_Raw records_
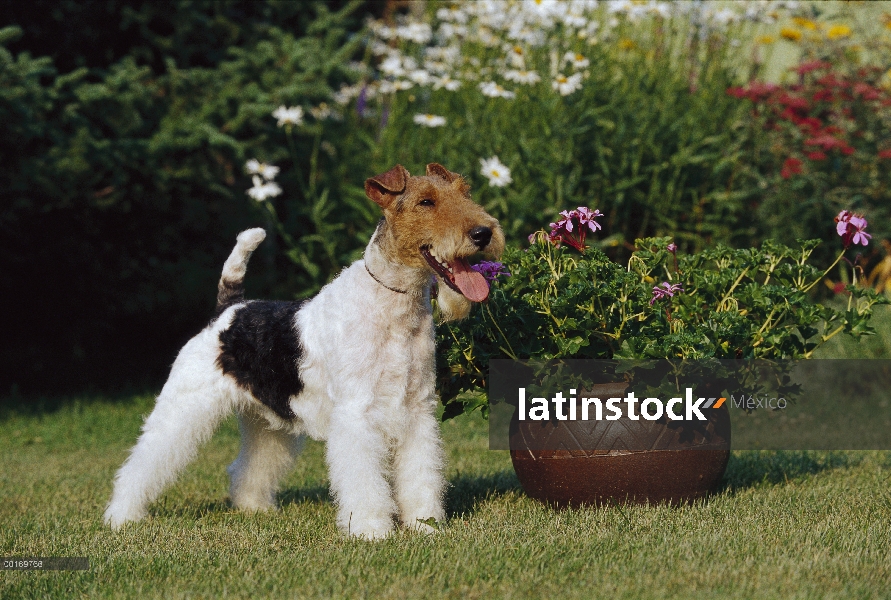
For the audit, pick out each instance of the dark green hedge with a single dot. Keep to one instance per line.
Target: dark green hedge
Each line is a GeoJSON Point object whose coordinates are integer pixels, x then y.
{"type": "Point", "coordinates": [126, 126]}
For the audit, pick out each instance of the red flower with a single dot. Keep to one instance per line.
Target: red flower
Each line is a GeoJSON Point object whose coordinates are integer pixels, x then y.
{"type": "Point", "coordinates": [867, 91]}
{"type": "Point", "coordinates": [792, 166]}
{"type": "Point", "coordinates": [793, 102]}
{"type": "Point", "coordinates": [828, 142]}
{"type": "Point", "coordinates": [809, 125]}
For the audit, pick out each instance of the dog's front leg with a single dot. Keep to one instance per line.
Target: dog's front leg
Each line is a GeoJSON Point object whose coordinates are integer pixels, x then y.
{"type": "Point", "coordinates": [357, 457]}
{"type": "Point", "coordinates": [418, 469]}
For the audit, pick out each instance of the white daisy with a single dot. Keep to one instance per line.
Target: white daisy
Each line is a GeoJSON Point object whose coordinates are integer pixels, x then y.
{"type": "Point", "coordinates": [446, 82]}
{"type": "Point", "coordinates": [567, 85]}
{"type": "Point", "coordinates": [578, 61]}
{"type": "Point", "coordinates": [420, 76]}
{"type": "Point", "coordinates": [428, 120]}
{"type": "Point", "coordinates": [288, 116]}
{"type": "Point", "coordinates": [493, 90]}
{"type": "Point", "coordinates": [255, 167]}
{"type": "Point", "coordinates": [497, 173]}
{"type": "Point", "coordinates": [321, 112]}
{"type": "Point", "coordinates": [263, 190]}
{"type": "Point", "coordinates": [392, 65]}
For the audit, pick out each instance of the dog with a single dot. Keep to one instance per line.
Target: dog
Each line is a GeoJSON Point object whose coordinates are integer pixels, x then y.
{"type": "Point", "coordinates": [353, 366]}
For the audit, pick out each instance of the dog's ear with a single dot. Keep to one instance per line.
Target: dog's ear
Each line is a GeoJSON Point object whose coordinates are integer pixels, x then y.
{"type": "Point", "coordinates": [437, 170]}
{"type": "Point", "coordinates": [385, 187]}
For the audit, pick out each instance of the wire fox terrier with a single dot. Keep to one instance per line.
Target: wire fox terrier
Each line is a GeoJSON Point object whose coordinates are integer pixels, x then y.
{"type": "Point", "coordinates": [353, 366]}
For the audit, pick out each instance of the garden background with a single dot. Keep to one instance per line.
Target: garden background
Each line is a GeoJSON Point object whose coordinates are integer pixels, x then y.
{"type": "Point", "coordinates": [138, 139]}
{"type": "Point", "coordinates": [127, 128]}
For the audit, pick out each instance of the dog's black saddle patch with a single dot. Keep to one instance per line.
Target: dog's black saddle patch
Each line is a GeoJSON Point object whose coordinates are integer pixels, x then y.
{"type": "Point", "coordinates": [261, 351]}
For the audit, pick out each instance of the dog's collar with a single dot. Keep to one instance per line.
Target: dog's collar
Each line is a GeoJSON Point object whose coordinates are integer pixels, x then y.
{"type": "Point", "coordinates": [384, 284]}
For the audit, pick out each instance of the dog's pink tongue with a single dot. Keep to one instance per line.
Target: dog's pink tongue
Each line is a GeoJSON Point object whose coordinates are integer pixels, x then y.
{"type": "Point", "coordinates": [472, 284]}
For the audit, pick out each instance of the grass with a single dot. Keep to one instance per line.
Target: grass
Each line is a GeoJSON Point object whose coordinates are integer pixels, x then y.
{"type": "Point", "coordinates": [786, 525]}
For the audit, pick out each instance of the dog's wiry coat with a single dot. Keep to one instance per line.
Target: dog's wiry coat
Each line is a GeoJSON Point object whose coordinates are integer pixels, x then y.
{"type": "Point", "coordinates": [353, 366]}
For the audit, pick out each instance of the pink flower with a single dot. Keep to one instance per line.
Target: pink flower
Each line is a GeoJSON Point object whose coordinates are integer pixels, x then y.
{"type": "Point", "coordinates": [490, 270]}
{"type": "Point", "coordinates": [573, 227]}
{"type": "Point", "coordinates": [851, 228]}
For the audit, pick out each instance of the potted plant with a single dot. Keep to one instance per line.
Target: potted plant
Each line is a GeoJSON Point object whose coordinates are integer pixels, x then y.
{"type": "Point", "coordinates": [560, 298]}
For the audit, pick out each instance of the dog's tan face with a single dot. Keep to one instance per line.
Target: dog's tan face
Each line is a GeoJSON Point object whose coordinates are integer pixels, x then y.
{"type": "Point", "coordinates": [432, 223]}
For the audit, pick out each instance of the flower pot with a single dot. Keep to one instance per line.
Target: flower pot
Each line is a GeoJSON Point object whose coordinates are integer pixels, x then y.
{"type": "Point", "coordinates": [635, 461]}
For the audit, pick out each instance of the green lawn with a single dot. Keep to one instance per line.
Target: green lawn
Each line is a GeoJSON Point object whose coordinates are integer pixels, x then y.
{"type": "Point", "coordinates": [788, 524]}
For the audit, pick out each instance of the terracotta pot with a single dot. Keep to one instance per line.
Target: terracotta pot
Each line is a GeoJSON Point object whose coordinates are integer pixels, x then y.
{"type": "Point", "coordinates": [636, 461]}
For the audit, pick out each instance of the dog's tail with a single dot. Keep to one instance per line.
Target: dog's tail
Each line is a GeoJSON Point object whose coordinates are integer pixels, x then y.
{"type": "Point", "coordinates": [231, 288]}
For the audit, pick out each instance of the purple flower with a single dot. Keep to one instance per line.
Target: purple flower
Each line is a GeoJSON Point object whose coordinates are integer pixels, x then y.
{"type": "Point", "coordinates": [362, 101]}
{"type": "Point", "coordinates": [574, 225]}
{"type": "Point", "coordinates": [664, 290]}
{"type": "Point", "coordinates": [851, 228]}
{"type": "Point", "coordinates": [490, 270]}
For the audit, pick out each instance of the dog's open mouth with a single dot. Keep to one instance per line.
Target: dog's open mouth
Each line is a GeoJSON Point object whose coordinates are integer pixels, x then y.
{"type": "Point", "coordinates": [458, 275]}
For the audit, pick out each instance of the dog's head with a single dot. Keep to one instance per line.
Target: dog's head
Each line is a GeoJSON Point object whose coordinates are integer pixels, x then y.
{"type": "Point", "coordinates": [430, 222]}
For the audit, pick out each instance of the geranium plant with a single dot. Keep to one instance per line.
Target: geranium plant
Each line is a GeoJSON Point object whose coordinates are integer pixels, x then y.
{"type": "Point", "coordinates": [564, 299]}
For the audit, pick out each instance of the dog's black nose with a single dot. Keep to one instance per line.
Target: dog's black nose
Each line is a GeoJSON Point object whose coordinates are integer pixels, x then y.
{"type": "Point", "coordinates": [481, 236]}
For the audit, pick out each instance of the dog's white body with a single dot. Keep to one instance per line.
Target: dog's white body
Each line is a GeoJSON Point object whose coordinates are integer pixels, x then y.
{"type": "Point", "coordinates": [354, 366]}
{"type": "Point", "coordinates": [368, 371]}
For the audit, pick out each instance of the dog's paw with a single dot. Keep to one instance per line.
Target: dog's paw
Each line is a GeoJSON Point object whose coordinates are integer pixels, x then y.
{"type": "Point", "coordinates": [251, 238]}
{"type": "Point", "coordinates": [425, 526]}
{"type": "Point", "coordinates": [370, 529]}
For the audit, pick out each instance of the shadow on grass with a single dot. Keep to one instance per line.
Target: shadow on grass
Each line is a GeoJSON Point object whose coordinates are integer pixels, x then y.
{"type": "Point", "coordinates": [315, 494]}
{"type": "Point", "coordinates": [467, 491]}
{"type": "Point", "coordinates": [754, 468]}
{"type": "Point", "coordinates": [191, 511]}
{"type": "Point", "coordinates": [29, 406]}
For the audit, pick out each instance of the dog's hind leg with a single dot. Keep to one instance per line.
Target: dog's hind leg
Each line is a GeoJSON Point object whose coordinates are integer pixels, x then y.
{"type": "Point", "coordinates": [266, 456]}
{"type": "Point", "coordinates": [184, 416]}
{"type": "Point", "coordinates": [418, 471]}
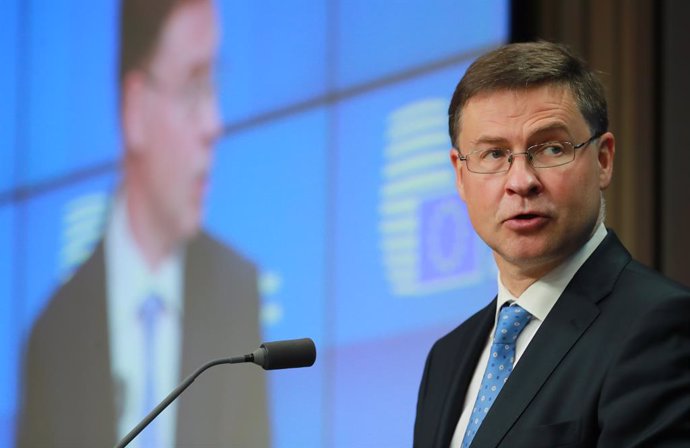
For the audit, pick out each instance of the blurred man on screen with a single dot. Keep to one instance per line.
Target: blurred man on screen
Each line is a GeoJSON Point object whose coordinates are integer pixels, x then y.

_What to do_
Produce an exact reproduction of the lines from the line containing "For the audit, pick out each instance of the shadow" through the last line of the records. Any picture is left out.

_Problem solution_
For the audit, pick out each instance of the shadow on grass with a single dot. Keep to one instance per line.
Target: shadow on grass
Each line is a GeoJSON Point object whose coordinates are integer pixels, x then y.
{"type": "Point", "coordinates": [315, 494]}
{"type": "Point", "coordinates": [467, 491]}
{"type": "Point", "coordinates": [754, 468]}
{"type": "Point", "coordinates": [191, 511]}
{"type": "Point", "coordinates": [29, 406]}
For the audit, pick out each instance of the dog's hind leg with a single dot. Keep to one instance per line.
Target: dog's hind leg
Each line is a GeoJSON Point object whose coordinates are integer pixels, x then y.
{"type": "Point", "coordinates": [266, 456]}
{"type": "Point", "coordinates": [184, 416]}
{"type": "Point", "coordinates": [418, 471]}
For the audit, pick out each instance of the blurred man on screen with a single dot. Keep to one instance per line.
Target: blurred man on screen
Each line is a GeoJSON Point object whose coordinates are integer pixels, x then y.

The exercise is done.